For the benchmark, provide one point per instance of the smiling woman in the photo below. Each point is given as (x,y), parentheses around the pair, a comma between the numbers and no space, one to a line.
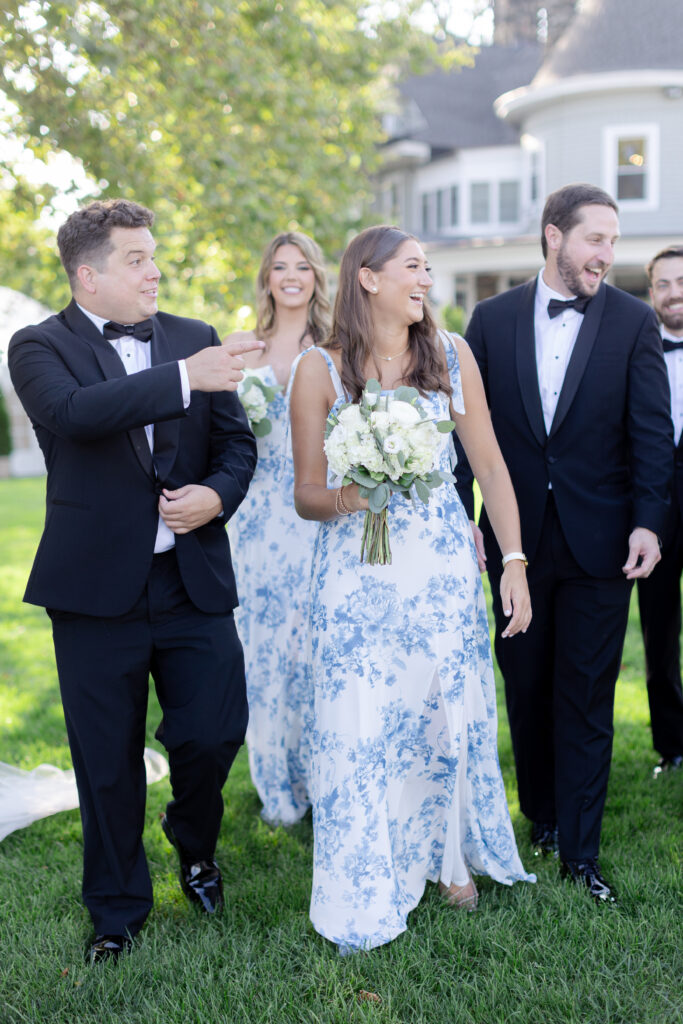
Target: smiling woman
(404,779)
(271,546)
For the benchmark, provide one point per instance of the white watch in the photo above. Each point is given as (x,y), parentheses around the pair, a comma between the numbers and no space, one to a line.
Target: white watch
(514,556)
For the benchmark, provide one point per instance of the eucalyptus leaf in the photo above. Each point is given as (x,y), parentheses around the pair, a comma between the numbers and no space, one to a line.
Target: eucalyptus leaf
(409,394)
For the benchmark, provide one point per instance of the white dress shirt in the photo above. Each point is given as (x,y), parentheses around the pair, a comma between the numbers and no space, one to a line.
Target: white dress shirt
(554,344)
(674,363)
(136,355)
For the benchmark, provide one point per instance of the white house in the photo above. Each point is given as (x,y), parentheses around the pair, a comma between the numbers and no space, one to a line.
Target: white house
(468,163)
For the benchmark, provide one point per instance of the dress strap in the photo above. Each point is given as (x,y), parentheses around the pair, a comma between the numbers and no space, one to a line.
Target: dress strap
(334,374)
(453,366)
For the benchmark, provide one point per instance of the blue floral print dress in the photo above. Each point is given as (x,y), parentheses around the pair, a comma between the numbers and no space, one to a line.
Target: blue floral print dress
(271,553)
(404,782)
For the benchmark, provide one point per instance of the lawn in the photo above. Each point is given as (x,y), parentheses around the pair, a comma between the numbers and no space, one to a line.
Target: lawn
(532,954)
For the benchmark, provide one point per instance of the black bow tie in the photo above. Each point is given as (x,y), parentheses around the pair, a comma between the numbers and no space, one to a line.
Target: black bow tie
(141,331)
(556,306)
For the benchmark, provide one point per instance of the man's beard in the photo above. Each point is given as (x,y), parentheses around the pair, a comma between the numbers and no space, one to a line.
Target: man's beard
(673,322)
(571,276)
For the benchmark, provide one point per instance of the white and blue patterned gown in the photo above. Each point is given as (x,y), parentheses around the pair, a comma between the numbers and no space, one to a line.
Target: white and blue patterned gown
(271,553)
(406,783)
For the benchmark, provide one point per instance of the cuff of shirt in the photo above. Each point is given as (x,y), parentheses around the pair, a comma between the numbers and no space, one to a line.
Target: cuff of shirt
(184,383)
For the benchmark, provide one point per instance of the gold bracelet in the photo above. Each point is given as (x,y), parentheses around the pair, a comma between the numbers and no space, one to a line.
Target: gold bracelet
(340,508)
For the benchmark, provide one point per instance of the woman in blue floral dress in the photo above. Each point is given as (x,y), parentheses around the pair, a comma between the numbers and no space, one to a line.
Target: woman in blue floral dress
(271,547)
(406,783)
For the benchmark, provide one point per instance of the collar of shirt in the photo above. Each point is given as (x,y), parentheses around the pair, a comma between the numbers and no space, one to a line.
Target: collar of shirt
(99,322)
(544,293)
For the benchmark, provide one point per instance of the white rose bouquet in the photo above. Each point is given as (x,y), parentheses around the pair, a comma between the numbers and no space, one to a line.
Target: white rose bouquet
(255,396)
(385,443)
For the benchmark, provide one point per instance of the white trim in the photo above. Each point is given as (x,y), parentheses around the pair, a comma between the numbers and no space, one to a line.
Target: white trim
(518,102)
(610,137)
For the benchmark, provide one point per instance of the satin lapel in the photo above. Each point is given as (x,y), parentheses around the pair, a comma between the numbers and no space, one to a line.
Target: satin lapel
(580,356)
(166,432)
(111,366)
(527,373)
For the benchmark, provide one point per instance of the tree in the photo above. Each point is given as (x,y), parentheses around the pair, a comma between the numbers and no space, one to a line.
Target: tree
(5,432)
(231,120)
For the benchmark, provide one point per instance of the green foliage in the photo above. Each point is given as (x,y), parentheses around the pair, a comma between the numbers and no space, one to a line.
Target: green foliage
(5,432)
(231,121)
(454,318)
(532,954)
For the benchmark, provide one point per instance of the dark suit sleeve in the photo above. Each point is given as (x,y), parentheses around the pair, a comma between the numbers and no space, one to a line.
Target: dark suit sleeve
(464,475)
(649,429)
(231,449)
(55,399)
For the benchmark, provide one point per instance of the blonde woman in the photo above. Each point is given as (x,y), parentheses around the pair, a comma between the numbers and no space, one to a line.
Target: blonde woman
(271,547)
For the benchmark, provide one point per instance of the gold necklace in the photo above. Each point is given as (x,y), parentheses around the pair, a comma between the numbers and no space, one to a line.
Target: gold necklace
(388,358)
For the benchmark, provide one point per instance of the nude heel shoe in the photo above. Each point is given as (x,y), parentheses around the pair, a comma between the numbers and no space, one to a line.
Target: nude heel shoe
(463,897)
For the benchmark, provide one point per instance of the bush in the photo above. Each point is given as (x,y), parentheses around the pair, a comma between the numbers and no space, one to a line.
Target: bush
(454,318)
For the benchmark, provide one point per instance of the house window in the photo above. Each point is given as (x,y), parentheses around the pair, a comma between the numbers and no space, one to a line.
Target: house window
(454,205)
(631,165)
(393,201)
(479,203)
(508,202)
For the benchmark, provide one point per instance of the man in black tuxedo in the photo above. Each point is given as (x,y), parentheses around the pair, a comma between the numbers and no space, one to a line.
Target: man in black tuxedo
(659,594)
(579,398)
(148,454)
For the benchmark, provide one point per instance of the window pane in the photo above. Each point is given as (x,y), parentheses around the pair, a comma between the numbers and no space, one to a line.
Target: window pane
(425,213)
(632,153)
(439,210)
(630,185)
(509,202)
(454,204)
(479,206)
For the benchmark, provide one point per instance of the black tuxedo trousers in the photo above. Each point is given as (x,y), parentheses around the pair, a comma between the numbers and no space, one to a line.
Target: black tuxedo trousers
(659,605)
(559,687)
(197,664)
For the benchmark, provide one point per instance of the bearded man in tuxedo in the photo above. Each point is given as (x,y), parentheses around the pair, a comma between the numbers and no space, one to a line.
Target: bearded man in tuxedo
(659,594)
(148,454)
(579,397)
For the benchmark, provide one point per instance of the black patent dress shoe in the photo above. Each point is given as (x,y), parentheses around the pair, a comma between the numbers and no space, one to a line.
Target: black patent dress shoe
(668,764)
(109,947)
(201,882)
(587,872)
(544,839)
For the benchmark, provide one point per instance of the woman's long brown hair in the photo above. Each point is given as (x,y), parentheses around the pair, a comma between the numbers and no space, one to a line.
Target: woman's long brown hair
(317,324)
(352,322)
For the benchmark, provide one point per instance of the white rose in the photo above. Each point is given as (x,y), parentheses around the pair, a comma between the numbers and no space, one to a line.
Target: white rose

◇ ◇ ◇ ◇

= Directions =
Set down the records in full and exactly. Do not carry over any image.

= Output below =
For the benchmark, provide one point per instance of the smiling woman in the photo below. Each point is given as (x,y), parentheses around the pair, a comma between the numbers and no space, one to a line.
Target: smiling woman
(404,779)
(271,546)
For the benchmark, provide one point per instance of the white watch in the photo above. Each point is given as (x,y), parentheses around the pair, a comma between the numbers and no space, one to a line.
Target: white watch
(514,556)
For the benchmark, provide one point per instance of the eucalyptus leaf in the photo above. Each point is given as (x,y), parentheses around the pair, a comma between the numbers and no space, one to a line.
Target: eucalyptus leaf
(409,394)
For the benchmark, provide one point per instance of the white dress shirt in the photo above. Each point is given as (x,y), parentheses around the pair, a comma between the numbers and no space, one to a line.
Target: white dress shirt
(554,344)
(674,363)
(136,355)
For the benchmark, provide one point per instance of the white house in the photo above. Each point is given as (x,y), parentheses around the pair, a comma between the numbers and no space, one to a line.
Target: white house
(468,163)
For the benchmark, provide one point per instance of the dress strap in the photo above. Each point is given as (x,y), parentheses around the pair, a comma between the numbers and no space, one to a line.
Target: dress strap
(334,374)
(453,366)
For the benchmark, provide one point per instance of the blue floral print dress in the photo above. Each point is given as (x,y), parentheses around the pair, a comma between the numbers and no space, one to a line.
Target: blue floral print dress
(271,553)
(404,782)
For the benchmark, provide one point per instance of the lawn in the photo above. Each point is given as (x,y), parentheses around the pair, a comma between the numbers and no space, one to a line.
Target: lawn
(532,954)
For the benchmark, provide one point per instance of the black bow tie in the photo above. Each point is given as (x,y), parentheses around the pair, a comma between the numbers and no space, one to a line.
Target: black bow tie
(141,331)
(556,306)
For the benchmark, provide one point per instance of the man's beard in the photo above. Each point is given as (x,y), parentheses around the pair, a comma between the numbers and no space, one to a line.
Target: man's beard
(673,322)
(571,276)
For the benchmark, provide one point per instance of the white and blue patterned gown in the photo above. Each point is given as (x,y), parentheses around the pair, a comma between the numbers and no space, one to a line.
Target: white and blue patterned gown
(271,553)
(406,783)
For the benchmark, provide one point per instance of the cuff of shirt in the photo above. Each point is given as (x,y), parentheses around the pair, a comma between the numbers and no space, one to a line.
Target: cuff of shirt
(184,383)
For the benchmark, provide one point per instance of the gold bracelet in the photo above. Each point is given as (x,y), parentheses around the pair, a comma between the numbers and no space, one to a line.
Target: gold bracelet
(340,508)
For the benchmark, provide one point per instance of the woman in blue floral dress in the photo above. Each point is given as (x,y), parentheses around the pair, a comma between the numbers and no space, one to a line.
Target: woman in blue floral dress
(271,547)
(406,783)
For the benchmark, provide one point per instance of the collar of shirt in the photo above. Each point is given as (x,y), parentheses around the pair, a comma between the numbers and no space, one to a line.
Target: collar of shirt
(99,322)
(544,293)
For the benchmark, provide one point per instance of the white rose bouquet in the photo above. Each point is given as (x,y), parentheses around the pair, a comma between the numbers and no space, one to a line.
Target: white rose bouquet
(255,396)
(385,443)
For the benchmark, provide one point per instance of the white trim in the photo above. Each point is given as (x,y), parentheses around the pair, a comma between the numbers and no space, one to a line.
Target: white trim
(518,102)
(610,137)
For the benchmark, provide one point per instance of the satin lapel in the photo above. Each point is given as (x,y), parentheses around the pair, a comma between the numbers and no space, one to a line.
Target: satin lapel
(580,356)
(166,432)
(111,366)
(527,373)
For the benchmark, provide one point per instance of the tree in the photo above. Each point is given as (x,y), parentheses around the pair, a comma between the numbers and no space, one to a line.
Target: tree
(5,432)
(231,120)
For the benchmark, provide one point per instance of the green foliage in the photo above. Each point is given as (x,y), parentheses around the pair, a comma between the numbers and no space, one to a line.
Target: green foliage
(5,432)
(231,121)
(454,318)
(532,954)
For the benchmark, provide one point per instance of the dark suit sleeve in the photo above. Each point is given as (x,y), parentheses around the pair, a comma between the numbers and no space, one to a line.
Target: dark suit sleeve
(464,475)
(649,429)
(231,449)
(55,399)
For the benchmark, provide one point per instance of the blonde woman in the photo above. Each point is given as (x,y), parentheses around the pair, a comma between the numbers and no space, one to a line.
Target: blonde woman
(271,547)
For the benchmark, provide one point per instance of the gold necklace in the photo above. Each point is given as (x,y), parentheses around the pair, a comma between the numbers and no space, one to a line.
Target: gold necklace
(388,358)
For the benchmark, provide one point per instance of the nude heel shoe in the photo above. Each point is given as (x,y), parentheses around the pair, a comma between the numbers and no space, one to a line.
Target: nude heel shoe
(463,897)
For the benchmark, provide one point per instance of the bush in the photo above. Each point is given as (x,y), parentheses around the pair, a comma between the numbers and no space, one to a line.
Target: bush
(454,318)
For the benchmark, provide one point per instance of the house window in the photo above. Each point is given as (x,y), parentheses around the pair, a comma between the numbers and no space, one to a line.
Target: house window
(454,205)
(631,165)
(393,201)
(479,203)
(508,202)
For the benchmark, provide one point per instance of the man in black tuxedo in the photo above. Each point is given as (x,y), parentheses around the pair, a comma between the numbers and no space, one to a line.
Target: man in black tuxedo
(659,594)
(579,398)
(148,454)
For the benchmark, provide one point per instance of the window pane in the photo above. Each point is given as (x,y), parentheses around the pair, a comma between the numbers and no space, one to a line.
Target: window pane
(425,213)
(632,153)
(439,210)
(630,185)
(509,202)
(454,204)
(479,206)
For the benchmark, provide one point per instance of the black tuxedo trousers in the photo above. Each point is given as (x,y), parentheses around the pair, a comma between the numbers and no space, one to a line.
Target: black tuxedo trousers
(659,605)
(559,687)
(197,664)
For the benchmark, provide one point per instance of the bearded man in tuxedo in the photo above. Each point is given as (x,y), parentheses around the pair, a comma between the numbers and no space, one to a line.
Target: bearded man in tuxedo
(659,594)
(148,454)
(579,397)
For the benchmark, provide one point per instance of the black patent dress shoe in the photo above. Each point is given as (x,y), parentheses around the pair, a comma between the numbers and no space, one to a line.
Target: black patent dress shoe
(668,764)
(109,947)
(201,882)
(587,872)
(544,839)
For the benchmark, provide one point per instance of the woman's long brown hair in the photo above. Each point is given as (x,y), parentheses around the pair, a comma between the numbers and no space, one to a line.
Target: woman's long brown hair
(317,324)
(352,322)
For the benchmark, provide one point per instance of the white rose in the photo above. Each point is given as (x,y), parentheses around the pair, a comma between the numbers and no space, one to a line.
Target: white rose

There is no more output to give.